* _The task_: Every line below from the one with "Target: blue hull stripe" through the one with "Mark one point per instance of the window frame." is to be repeated exactly, with no picture among them.

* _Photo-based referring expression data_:
□ □ □ □ □ □ □
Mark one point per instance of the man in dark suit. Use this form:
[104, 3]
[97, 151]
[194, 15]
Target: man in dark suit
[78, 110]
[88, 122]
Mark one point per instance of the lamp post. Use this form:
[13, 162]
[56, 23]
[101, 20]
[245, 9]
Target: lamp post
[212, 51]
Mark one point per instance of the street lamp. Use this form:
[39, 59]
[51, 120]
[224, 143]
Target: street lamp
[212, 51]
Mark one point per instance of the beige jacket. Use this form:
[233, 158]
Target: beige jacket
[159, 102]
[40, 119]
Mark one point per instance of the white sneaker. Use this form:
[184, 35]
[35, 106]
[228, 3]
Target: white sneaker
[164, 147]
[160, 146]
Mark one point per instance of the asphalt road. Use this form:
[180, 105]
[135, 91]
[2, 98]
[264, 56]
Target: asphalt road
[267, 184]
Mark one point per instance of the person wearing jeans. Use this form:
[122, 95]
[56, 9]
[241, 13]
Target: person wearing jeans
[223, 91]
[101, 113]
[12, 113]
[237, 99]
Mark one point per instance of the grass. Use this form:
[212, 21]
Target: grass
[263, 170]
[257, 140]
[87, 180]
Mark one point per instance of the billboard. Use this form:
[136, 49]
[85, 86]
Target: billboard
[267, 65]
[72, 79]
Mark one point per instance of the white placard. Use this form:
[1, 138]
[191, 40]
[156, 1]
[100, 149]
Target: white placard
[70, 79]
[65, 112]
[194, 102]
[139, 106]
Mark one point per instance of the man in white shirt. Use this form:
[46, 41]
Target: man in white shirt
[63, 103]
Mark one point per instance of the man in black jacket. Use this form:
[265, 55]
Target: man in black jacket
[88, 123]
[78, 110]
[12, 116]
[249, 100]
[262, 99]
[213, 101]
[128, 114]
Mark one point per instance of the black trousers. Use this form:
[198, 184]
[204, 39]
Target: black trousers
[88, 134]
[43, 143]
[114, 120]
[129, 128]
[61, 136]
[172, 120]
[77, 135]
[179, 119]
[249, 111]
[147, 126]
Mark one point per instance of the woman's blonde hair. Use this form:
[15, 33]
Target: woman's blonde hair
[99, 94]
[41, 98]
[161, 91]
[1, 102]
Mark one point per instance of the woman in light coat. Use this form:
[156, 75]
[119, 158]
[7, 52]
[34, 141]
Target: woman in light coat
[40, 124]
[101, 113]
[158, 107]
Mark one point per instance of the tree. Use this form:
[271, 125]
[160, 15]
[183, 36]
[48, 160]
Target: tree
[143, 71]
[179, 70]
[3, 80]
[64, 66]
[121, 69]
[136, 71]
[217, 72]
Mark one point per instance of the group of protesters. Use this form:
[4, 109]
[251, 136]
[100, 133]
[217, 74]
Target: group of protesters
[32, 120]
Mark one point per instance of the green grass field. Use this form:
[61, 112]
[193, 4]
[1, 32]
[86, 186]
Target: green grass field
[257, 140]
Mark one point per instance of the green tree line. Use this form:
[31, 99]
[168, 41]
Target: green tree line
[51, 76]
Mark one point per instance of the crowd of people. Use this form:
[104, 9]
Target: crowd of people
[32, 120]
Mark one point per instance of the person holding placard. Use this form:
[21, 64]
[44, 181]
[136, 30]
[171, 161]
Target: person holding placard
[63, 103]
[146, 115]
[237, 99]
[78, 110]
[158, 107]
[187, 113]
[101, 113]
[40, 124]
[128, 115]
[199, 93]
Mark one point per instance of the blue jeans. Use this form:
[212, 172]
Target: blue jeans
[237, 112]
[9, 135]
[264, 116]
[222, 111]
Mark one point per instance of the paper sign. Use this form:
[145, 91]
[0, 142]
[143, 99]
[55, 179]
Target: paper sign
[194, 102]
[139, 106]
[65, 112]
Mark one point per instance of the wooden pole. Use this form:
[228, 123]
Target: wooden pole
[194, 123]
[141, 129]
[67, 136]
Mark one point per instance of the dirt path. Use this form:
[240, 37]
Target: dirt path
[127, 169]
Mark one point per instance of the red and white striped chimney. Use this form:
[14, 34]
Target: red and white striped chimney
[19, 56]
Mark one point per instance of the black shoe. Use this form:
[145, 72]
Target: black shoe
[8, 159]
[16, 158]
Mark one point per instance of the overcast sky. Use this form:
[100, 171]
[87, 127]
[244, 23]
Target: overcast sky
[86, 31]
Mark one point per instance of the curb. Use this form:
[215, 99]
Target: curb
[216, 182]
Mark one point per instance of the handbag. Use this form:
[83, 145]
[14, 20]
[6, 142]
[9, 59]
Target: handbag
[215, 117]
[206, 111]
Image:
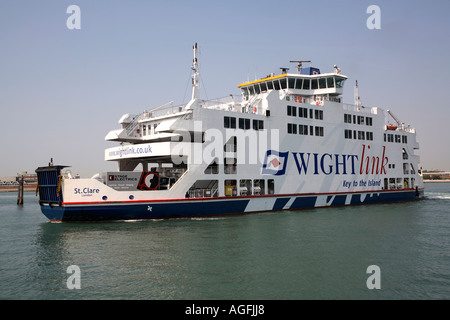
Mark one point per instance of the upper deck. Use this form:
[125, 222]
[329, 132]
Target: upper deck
[308, 82]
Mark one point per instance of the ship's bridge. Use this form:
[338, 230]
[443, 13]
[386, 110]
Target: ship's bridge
[308, 82]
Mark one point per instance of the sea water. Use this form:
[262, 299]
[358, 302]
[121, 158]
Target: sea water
[384, 251]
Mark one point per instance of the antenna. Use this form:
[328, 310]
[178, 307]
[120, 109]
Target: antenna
[299, 64]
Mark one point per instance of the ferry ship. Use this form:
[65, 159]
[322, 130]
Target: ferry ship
[288, 142]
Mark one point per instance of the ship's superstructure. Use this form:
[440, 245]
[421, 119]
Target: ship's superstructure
[288, 142]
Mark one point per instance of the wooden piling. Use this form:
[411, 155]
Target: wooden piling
[20, 194]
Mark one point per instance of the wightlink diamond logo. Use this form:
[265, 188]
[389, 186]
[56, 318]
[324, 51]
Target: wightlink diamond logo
[275, 163]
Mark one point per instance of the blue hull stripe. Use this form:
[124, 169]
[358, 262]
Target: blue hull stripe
[210, 207]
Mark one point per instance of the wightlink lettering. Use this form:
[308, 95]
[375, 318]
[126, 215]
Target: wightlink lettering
[328, 163]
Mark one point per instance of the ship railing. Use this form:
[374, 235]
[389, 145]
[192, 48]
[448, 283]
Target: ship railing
[228, 103]
[161, 112]
[355, 108]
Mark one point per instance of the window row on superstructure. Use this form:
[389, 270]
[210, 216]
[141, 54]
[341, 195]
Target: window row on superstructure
[303, 112]
[242, 123]
[348, 118]
[358, 135]
[395, 138]
[303, 130]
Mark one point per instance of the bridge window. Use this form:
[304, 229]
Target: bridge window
[303, 112]
[229, 122]
[245, 92]
[276, 84]
[322, 83]
[330, 82]
[319, 131]
[291, 83]
[303, 129]
[306, 84]
[263, 87]
[339, 83]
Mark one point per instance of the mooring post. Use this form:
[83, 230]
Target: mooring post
[20, 195]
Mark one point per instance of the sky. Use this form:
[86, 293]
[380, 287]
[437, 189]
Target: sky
[62, 90]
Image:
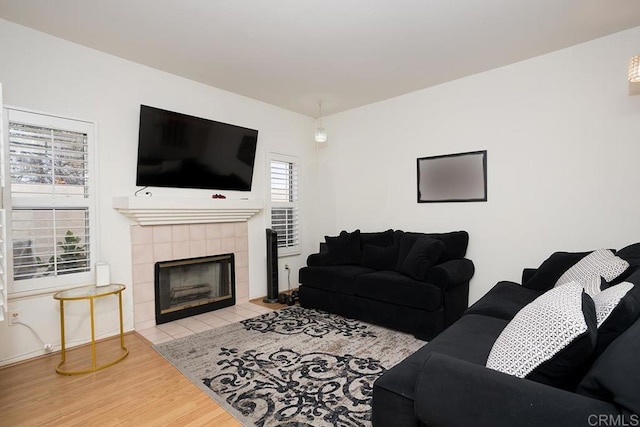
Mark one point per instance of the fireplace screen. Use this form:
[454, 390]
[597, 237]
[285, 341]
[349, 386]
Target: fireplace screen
[192, 286]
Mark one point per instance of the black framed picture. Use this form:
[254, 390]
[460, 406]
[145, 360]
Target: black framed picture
[459, 177]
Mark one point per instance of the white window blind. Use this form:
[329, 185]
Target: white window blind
[3, 264]
[284, 204]
[51, 216]
[3, 229]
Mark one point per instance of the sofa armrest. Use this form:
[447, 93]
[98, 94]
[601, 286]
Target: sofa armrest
[527, 274]
[317, 260]
[453, 392]
[450, 273]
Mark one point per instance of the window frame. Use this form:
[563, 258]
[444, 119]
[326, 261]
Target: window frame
[293, 249]
[49, 284]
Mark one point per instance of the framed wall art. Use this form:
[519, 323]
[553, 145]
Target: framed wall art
[460, 177]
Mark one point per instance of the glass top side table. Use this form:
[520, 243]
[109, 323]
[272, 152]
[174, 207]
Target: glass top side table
[90, 293]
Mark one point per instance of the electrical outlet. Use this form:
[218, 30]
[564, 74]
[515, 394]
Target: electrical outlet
[14, 317]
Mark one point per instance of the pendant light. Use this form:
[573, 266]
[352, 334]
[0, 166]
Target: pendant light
[321, 134]
[634, 69]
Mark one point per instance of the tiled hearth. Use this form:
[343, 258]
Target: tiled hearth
[154, 243]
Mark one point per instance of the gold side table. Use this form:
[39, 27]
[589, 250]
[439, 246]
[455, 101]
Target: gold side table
[90, 293]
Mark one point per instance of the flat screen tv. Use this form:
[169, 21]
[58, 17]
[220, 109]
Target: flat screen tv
[177, 150]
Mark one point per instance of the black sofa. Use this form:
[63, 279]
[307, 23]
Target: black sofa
[446, 382]
[411, 282]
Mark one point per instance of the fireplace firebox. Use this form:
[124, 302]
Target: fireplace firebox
[193, 286]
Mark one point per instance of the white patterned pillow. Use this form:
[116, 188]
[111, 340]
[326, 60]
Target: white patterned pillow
[549, 338]
[588, 271]
[607, 300]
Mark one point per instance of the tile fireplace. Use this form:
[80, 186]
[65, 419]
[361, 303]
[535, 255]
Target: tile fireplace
[193, 286]
[153, 244]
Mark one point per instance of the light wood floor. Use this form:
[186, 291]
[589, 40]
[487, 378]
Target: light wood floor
[142, 390]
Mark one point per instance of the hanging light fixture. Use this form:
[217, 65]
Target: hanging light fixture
[634, 69]
[321, 134]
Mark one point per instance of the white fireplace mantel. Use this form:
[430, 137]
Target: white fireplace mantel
[177, 210]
□ □ □ □ □ □ □
* _Task solution_:
Target: blue hull stripe
[210, 207]
Mark one point per instance of the wightlink lettering. Use this form:
[308, 95]
[375, 318]
[126, 215]
Target: wightlink lettering
[328, 163]
Mark one point per instance of the ship railing. Use this form:
[374, 235]
[389, 145]
[192, 48]
[448, 283]
Target: ship railing
[228, 103]
[161, 112]
[355, 108]
Mark one point per instance of the window row on superstructure. Use this form:
[389, 270]
[210, 216]
[141, 54]
[341, 195]
Target: window row on superstructure
[303, 112]
[242, 123]
[348, 118]
[358, 135]
[395, 138]
[303, 130]
Mark one point per instance of the bridge window. Use this form:
[304, 229]
Target: bridge window
[303, 112]
[229, 122]
[245, 92]
[276, 84]
[322, 83]
[330, 82]
[319, 131]
[291, 83]
[303, 129]
[306, 84]
[263, 87]
[339, 83]
Mark one point per instance of the mooring post. Use this form:
[83, 230]
Target: mooring post
[20, 195]
Mark one point per instance of the sky. Use this form:
[86, 293]
[380, 287]
[437, 189]
Target: sky
[62, 90]
Image:
Mark one point per instance of the fireplace screen. Use this form:
[454, 390]
[597, 237]
[285, 341]
[349, 386]
Target: fireplace screen
[192, 286]
Mark one point per instance of the black framed picture. Use this form:
[254, 390]
[460, 406]
[145, 360]
Target: black framed picture
[459, 177]
Mark one point per instance of the white window blind. Use this form:
[329, 185]
Target: white window blind
[3, 264]
[284, 204]
[51, 216]
[3, 229]
Mark one point per instance of the sofa armrest. Use this form:
[447, 93]
[98, 94]
[601, 286]
Target: sofa armrest
[527, 274]
[317, 260]
[453, 392]
[450, 273]
Mark one point per instance of the window frame. Use this form:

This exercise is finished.